>> BEGIN RECORDS FOR THE EXERCISE

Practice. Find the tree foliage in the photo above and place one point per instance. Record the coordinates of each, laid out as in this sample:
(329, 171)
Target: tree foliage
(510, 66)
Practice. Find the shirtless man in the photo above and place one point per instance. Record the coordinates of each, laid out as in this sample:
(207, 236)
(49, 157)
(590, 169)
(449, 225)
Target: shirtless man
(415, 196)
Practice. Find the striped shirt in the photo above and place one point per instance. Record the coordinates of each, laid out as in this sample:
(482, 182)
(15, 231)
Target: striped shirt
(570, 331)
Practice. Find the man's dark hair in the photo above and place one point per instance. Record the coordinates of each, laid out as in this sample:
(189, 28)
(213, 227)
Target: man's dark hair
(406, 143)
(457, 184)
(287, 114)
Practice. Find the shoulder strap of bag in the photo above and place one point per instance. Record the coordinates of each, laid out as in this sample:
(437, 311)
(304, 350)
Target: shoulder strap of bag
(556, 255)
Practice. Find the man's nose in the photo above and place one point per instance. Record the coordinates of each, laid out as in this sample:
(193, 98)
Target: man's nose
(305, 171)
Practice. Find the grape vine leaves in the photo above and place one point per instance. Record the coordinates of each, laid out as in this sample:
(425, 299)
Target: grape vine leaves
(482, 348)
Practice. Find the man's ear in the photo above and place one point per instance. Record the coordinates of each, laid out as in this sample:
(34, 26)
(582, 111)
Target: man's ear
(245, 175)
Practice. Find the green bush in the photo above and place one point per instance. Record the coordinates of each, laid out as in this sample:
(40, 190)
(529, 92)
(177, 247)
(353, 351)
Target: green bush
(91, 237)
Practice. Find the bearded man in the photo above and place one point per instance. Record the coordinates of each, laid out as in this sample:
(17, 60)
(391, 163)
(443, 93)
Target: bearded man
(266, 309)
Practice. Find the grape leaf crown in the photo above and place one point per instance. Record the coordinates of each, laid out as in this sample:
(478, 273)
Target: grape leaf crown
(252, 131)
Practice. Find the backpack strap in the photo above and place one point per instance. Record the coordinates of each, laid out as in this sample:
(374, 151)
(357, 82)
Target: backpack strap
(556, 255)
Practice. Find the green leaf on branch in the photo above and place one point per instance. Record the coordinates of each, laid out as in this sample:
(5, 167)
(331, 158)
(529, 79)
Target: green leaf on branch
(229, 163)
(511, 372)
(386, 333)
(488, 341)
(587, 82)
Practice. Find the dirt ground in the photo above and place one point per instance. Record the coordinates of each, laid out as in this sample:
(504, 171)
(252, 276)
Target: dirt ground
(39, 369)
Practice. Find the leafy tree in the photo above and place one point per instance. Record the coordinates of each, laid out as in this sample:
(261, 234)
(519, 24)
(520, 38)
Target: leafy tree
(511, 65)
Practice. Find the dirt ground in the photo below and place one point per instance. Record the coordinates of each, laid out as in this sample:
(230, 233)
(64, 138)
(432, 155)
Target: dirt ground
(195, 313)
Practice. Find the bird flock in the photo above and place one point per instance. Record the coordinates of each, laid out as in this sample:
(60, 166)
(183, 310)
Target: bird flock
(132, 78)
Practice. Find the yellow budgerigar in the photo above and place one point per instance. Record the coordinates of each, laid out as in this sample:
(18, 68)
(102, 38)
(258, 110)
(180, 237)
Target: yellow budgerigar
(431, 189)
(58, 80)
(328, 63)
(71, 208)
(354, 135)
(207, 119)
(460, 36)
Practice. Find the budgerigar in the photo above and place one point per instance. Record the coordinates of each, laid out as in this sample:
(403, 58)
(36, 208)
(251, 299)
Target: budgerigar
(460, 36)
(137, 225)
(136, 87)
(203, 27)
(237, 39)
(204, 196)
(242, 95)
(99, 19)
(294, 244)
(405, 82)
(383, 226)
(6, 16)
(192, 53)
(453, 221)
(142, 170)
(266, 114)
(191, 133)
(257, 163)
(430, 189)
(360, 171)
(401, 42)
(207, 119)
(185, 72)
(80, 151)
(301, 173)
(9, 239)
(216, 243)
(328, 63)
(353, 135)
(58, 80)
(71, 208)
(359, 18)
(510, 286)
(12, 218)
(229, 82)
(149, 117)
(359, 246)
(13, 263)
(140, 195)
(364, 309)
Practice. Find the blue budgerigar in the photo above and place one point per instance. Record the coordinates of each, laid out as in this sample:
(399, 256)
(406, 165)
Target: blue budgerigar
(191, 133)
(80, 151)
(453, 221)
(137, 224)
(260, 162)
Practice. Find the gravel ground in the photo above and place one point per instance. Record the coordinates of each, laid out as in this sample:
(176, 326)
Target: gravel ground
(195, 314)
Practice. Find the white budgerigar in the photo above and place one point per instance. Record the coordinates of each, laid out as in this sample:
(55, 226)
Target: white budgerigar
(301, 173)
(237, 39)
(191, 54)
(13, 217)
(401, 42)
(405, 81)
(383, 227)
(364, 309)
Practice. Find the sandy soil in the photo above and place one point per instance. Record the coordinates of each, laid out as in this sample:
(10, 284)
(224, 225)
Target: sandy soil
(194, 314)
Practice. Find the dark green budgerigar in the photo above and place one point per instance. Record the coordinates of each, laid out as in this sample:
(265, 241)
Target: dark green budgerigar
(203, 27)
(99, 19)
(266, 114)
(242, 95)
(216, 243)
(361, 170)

>> END RECORDS FOR THE EXERCISE

- **INSTRUCTIONS FOR THE TASK**: All of the entries need to be reproduced exactly; please write them out.

- **THE OUTPUT**:
Practice. Find the tree foliage in the photo above and place one point per instance. Record the coordinates of each, laid out as in this sample:
(329, 171)
Target: tree foliage
(510, 66)
Practice. Find the shirtless man in the photo above and place one point per instance. Record the coordinates of each, laid out as in this sample:
(207, 236)
(49, 157)
(590, 169)
(449, 225)
Target: shirtless man
(415, 196)
Practice. Find the striped shirt in the photo above and place one point per instance. Record the coordinates of each, laid out as in this sample:
(482, 182)
(15, 231)
Target: striped shirt
(570, 331)
Practice. Find the man's dark hair in the photo above and place one point per instance. Record the coordinates of each, laid out as in this sample:
(189, 28)
(213, 227)
Target: man's dark hair
(406, 143)
(457, 184)
(287, 114)
Practice. Find the shoulder strap of bag in the photo above and place one point per instance. Record the coordinates of each, laid out as in this sample:
(437, 311)
(304, 350)
Target: shoulder strap of bag
(556, 255)
Practice. Find the man's nose in the photo above and place one point per instance. Record the coordinates of each, laid out as in this sample:
(193, 98)
Target: man's nose
(305, 171)
Practice. Find the grape vine leaves in the photo above and place one point per instance. Record the coordinates of each, laid out as in this sample:
(425, 299)
Target: grape vine leaves
(482, 348)
Practice. Find the man's ear in the photo above and place one point per instance. Record the coordinates of each, laid out as in this sample:
(34, 26)
(582, 111)
Target: man's ear
(245, 175)
Practice. Find the green bush in the photo above and place one point per instance. Record the coordinates of each, laid out as in this sample:
(40, 190)
(529, 92)
(177, 247)
(353, 351)
Target: green bush
(91, 237)
Practice. Find the bearded man in the photo above and place one point per instance. Record the coordinates of each, laid out as in this sample:
(17, 60)
(391, 163)
(443, 93)
Target: bearded man
(266, 309)
Practice. Find the grape leaf crown in the photo above and place one point per instance. Record the coordinates of each, laid out as in this sample:
(478, 273)
Target: grape leaf crown
(252, 131)
Practice. Find the backpack strap in the photo above and place one point per instance. Record the coordinates of each, laid out as in this sample:
(374, 151)
(357, 82)
Target: backpack strap
(556, 255)
Practice. Find the green leaf on branch in the photo above and place one point per instance. Record the coordinates of each, laid out as in this sample:
(5, 167)
(331, 158)
(529, 79)
Target: green leaf on branch
(229, 163)
(511, 372)
(386, 333)
(488, 341)
(587, 82)
Practice. Find the dirt ground in the photo above and place one point per instance. Record the coordinates of each, laid out as in this sample:
(504, 171)
(252, 276)
Target: dirt ground
(39, 369)
Practice. Find the leafy tree in the photo above and place one point per instance. Record the coordinates of each, laid out as in this sample:
(261, 234)
(519, 24)
(520, 38)
Target: leafy tree
(511, 65)
Practice. Find the dirt ground in the photo below and place one point per instance. Record the coordinates of each, laid out as in this sample:
(230, 233)
(64, 138)
(432, 155)
Target: dirt ground
(195, 313)
Practice. Find the bird flock in the photo above and place one point per instance. Record the coordinates of each, laid out as in this sample:
(60, 166)
(183, 310)
Target: bird flock
(132, 78)
Practice. Find the yellow budgerigar in the photo above and place one point per instance. Record the coordinates of each, laid out as in this sample:
(18, 68)
(102, 38)
(258, 110)
(180, 237)
Target: yellow budgerigar
(431, 189)
(58, 80)
(328, 63)
(71, 208)
(354, 135)
(207, 119)
(460, 36)
Practice. Find the budgerigar in the photo above and place one point per instance. Record the coordinates of each, laid out as in this sample:
(403, 58)
(36, 208)
(251, 299)
Target: budgerigar
(460, 36)
(137, 225)
(136, 87)
(203, 27)
(237, 39)
(204, 196)
(242, 95)
(99, 19)
(294, 244)
(405, 82)
(383, 226)
(6, 16)
(192, 53)
(453, 221)
(142, 170)
(266, 114)
(191, 133)
(257, 163)
(430, 189)
(360, 171)
(401, 42)
(207, 119)
(185, 72)
(80, 151)
(301, 173)
(9, 239)
(216, 243)
(328, 63)
(353, 135)
(58, 80)
(71, 208)
(359, 18)
(510, 286)
(12, 218)
(229, 82)
(149, 117)
(359, 246)
(13, 263)
(140, 195)
(364, 309)
Practice. Find the blue budgerigar in the photo above and place one point per instance. Record the coordinates of each, laid out as in this sample:
(399, 256)
(406, 165)
Target: blue budgerigar
(191, 133)
(80, 151)
(453, 221)
(137, 224)
(260, 162)
Practice. Find the gravel ground in the photo above and place one point per instance. Record the coordinates of each, laid out as in this sample:
(176, 326)
Target: gravel ground
(195, 314)
Practice. Find the white budgerigar in the photo above and place one point per instance. Record the coordinates of each, laid out as in this sample:
(55, 226)
Target: white budgerigar
(301, 173)
(237, 39)
(191, 54)
(13, 217)
(401, 42)
(405, 81)
(383, 227)
(364, 309)
Practice. Find the sandy soil in the photo above and place one point per instance. Record the coordinates of each, laid out as in this sample:
(10, 284)
(224, 225)
Target: sandy soil
(194, 314)
Practice. Find the dark green budgerigar in the photo above and place one point per instance. Record the coordinates of each, laid out as in this sample:
(265, 241)
Target: dark green budgerigar
(203, 27)
(99, 19)
(266, 114)
(242, 95)
(216, 243)
(361, 170)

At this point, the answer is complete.